TRY IT: With the pictures removed, write out the data below exactly.

INPUT DATA Start Marker

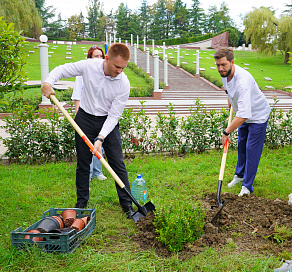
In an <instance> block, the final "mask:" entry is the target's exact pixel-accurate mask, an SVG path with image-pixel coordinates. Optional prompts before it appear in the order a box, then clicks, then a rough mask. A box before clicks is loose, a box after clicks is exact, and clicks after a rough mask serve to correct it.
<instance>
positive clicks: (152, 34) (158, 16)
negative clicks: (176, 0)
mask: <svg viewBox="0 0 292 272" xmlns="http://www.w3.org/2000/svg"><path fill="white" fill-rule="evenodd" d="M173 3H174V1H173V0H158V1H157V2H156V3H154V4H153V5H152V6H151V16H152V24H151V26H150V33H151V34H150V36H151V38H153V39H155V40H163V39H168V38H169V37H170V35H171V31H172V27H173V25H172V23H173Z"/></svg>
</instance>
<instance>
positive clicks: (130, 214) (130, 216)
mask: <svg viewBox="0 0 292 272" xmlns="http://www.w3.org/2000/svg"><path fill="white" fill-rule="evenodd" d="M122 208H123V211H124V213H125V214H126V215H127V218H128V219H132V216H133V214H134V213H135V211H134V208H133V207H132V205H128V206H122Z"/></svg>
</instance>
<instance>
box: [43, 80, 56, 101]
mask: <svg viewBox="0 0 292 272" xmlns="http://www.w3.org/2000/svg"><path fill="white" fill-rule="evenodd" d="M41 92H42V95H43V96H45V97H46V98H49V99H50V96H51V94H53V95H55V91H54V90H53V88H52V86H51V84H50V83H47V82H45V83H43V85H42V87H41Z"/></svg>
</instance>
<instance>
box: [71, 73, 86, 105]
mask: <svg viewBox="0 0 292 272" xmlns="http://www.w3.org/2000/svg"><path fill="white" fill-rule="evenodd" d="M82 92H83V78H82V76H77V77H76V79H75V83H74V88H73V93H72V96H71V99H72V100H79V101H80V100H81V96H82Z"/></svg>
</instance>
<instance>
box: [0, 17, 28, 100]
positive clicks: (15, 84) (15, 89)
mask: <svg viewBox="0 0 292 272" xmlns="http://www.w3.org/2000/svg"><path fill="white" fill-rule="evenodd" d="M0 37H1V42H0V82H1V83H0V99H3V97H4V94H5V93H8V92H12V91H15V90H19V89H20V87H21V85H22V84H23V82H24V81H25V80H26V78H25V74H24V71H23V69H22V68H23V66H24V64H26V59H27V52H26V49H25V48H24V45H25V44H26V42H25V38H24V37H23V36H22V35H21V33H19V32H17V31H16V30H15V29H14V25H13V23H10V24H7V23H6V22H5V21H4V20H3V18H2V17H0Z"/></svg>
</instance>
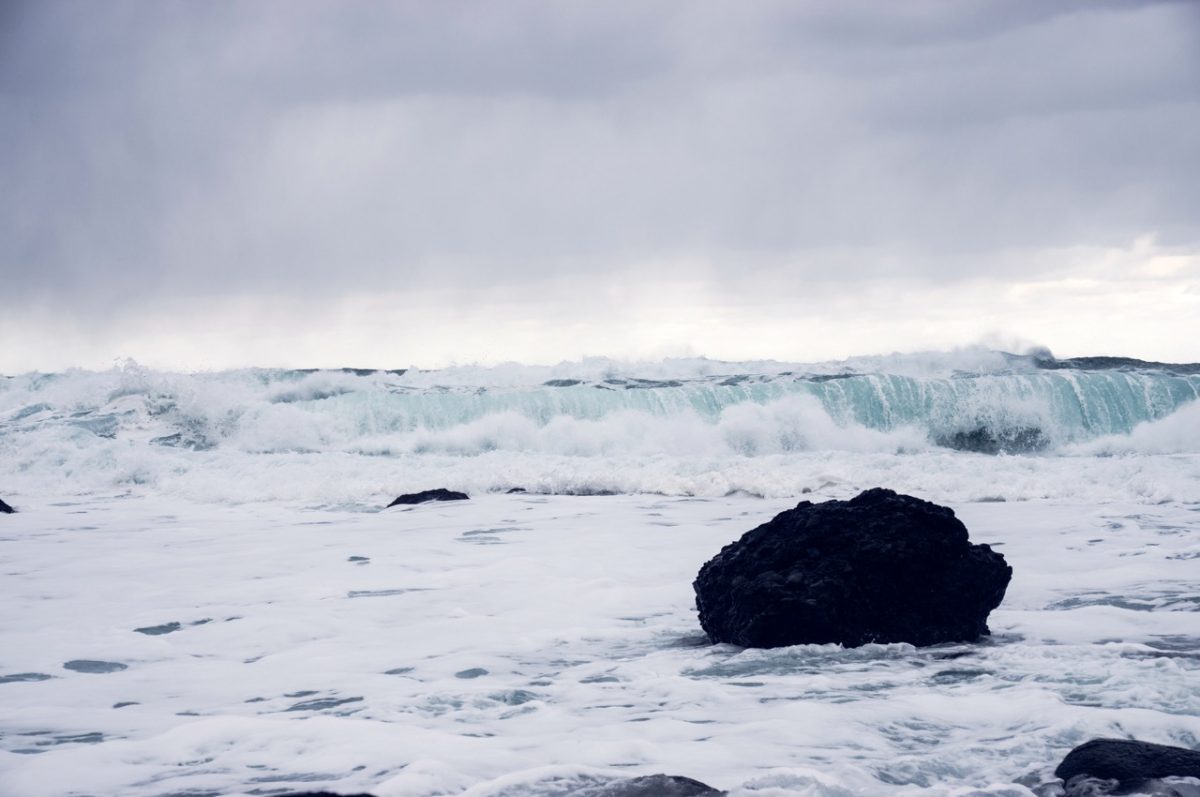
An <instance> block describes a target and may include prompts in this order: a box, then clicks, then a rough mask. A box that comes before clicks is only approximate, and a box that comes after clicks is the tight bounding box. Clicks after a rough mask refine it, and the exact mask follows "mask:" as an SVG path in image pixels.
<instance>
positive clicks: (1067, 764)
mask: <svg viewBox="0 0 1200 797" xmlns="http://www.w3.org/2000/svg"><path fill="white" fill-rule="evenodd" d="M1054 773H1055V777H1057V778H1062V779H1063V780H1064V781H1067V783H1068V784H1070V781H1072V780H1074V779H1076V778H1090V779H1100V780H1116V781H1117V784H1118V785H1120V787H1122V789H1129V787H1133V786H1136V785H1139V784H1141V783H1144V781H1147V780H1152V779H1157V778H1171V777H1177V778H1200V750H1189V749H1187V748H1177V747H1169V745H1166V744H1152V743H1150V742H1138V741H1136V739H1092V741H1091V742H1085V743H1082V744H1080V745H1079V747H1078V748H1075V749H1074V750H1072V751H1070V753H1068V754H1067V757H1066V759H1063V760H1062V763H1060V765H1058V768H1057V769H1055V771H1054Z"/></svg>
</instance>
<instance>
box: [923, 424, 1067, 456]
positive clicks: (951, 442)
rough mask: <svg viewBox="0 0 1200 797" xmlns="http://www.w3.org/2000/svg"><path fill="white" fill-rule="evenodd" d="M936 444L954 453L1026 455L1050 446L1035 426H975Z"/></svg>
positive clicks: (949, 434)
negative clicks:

INPUT DATA End Marker

ANSWER TO THE PROBLEM:
In an <instance> block, the final "mask:" entry is the target's exact pixel-accurate mask, an SVG path with image-pixel coordinates. Optional prompts before it appear in the order a box, then clicks, then a rough mask. A box before clicks is loose, a box after clicks is exact, and clicks after a rough mask serve to correct it.
<instance>
positive clicks: (152, 34) (158, 16)
negative clicks: (176, 0)
mask: <svg viewBox="0 0 292 272" xmlns="http://www.w3.org/2000/svg"><path fill="white" fill-rule="evenodd" d="M173 3H174V1H173V0H158V1H157V2H156V3H154V4H153V5H152V6H151V16H152V24H151V26H150V33H151V34H150V36H151V38H153V39H155V40H163V39H168V38H169V37H170V35H171V31H172V27H173V25H172V23H173Z"/></svg>
</instance>
<instance>
positive clicks: (130, 214) (130, 216)
mask: <svg viewBox="0 0 292 272" xmlns="http://www.w3.org/2000/svg"><path fill="white" fill-rule="evenodd" d="M122 208H123V211H124V213H125V214H126V215H127V218H128V219H132V216H133V214H134V213H135V211H134V208H133V207H132V205H128V206H122Z"/></svg>
</instance>
<instance>
box: [43, 80, 56, 101]
mask: <svg viewBox="0 0 292 272" xmlns="http://www.w3.org/2000/svg"><path fill="white" fill-rule="evenodd" d="M41 92H42V95H43V96H45V97H46V98H49V99H50V96H51V94H53V95H55V91H54V90H53V88H52V86H51V84H50V83H47V82H45V83H43V85H42V87H41Z"/></svg>
</instance>
<instance>
box: [71, 73, 86, 105]
mask: <svg viewBox="0 0 292 272" xmlns="http://www.w3.org/2000/svg"><path fill="white" fill-rule="evenodd" d="M82 92H83V78H82V76H77V77H76V79H75V83H74V88H73V93H72V96H71V99H72V100H79V101H80V100H81V96H82Z"/></svg>
</instance>
<instance>
box: [0, 17, 28, 100]
positive clicks: (15, 84) (15, 89)
mask: <svg viewBox="0 0 292 272" xmlns="http://www.w3.org/2000/svg"><path fill="white" fill-rule="evenodd" d="M0 37H1V42H0V82H1V83H0V99H3V97H4V94H5V93H8V92H12V91H15V90H19V89H20V87H21V85H22V84H23V82H24V81H25V80H26V78H25V74H24V71H23V69H22V68H23V66H24V64H26V59H27V52H26V49H25V48H24V45H25V44H26V42H25V38H24V37H23V36H22V35H21V33H19V32H17V31H16V30H15V29H14V25H13V23H10V24H7V23H6V22H5V21H4V20H3V18H2V17H0Z"/></svg>
</instance>
An <instance> block describes a target and may include prompts in this order: a box, then clicks, then a rough mask. A box that comes before clicks is only approximate, and a box that comes after clicks is the tight bounding box. Clicks after a rough mask refine it, and the exact mask follows "mask:" as an SVG path in image pixels.
<instance>
positive clicks: (1067, 764)
mask: <svg viewBox="0 0 1200 797" xmlns="http://www.w3.org/2000/svg"><path fill="white" fill-rule="evenodd" d="M1054 773H1055V777H1057V778H1062V779H1063V780H1064V781H1067V783H1068V784H1070V781H1072V780H1074V779H1076V778H1090V779H1100V780H1116V781H1117V784H1118V785H1120V787H1122V789H1129V787H1133V786H1136V785H1139V784H1141V783H1144V781H1147V780H1152V779H1157V778H1171V777H1177V778H1200V750H1189V749H1187V748H1177V747H1169V745H1166V744H1152V743H1150V742H1138V741H1136V739H1092V741H1091V742H1085V743H1082V744H1080V745H1079V747H1078V748H1075V749H1074V750H1072V751H1070V753H1068V754H1067V757H1066V759H1063V760H1062V763H1060V765H1058V768H1057V769H1055V771H1054Z"/></svg>
</instance>
<instance>
box: [923, 424, 1067, 456]
positive clicks: (951, 442)
rough mask: <svg viewBox="0 0 1200 797" xmlns="http://www.w3.org/2000/svg"><path fill="white" fill-rule="evenodd" d="M936 444L954 453L1026 455L1050 446L1035 426H975Z"/></svg>
positive clicks: (949, 434)
negative clicks:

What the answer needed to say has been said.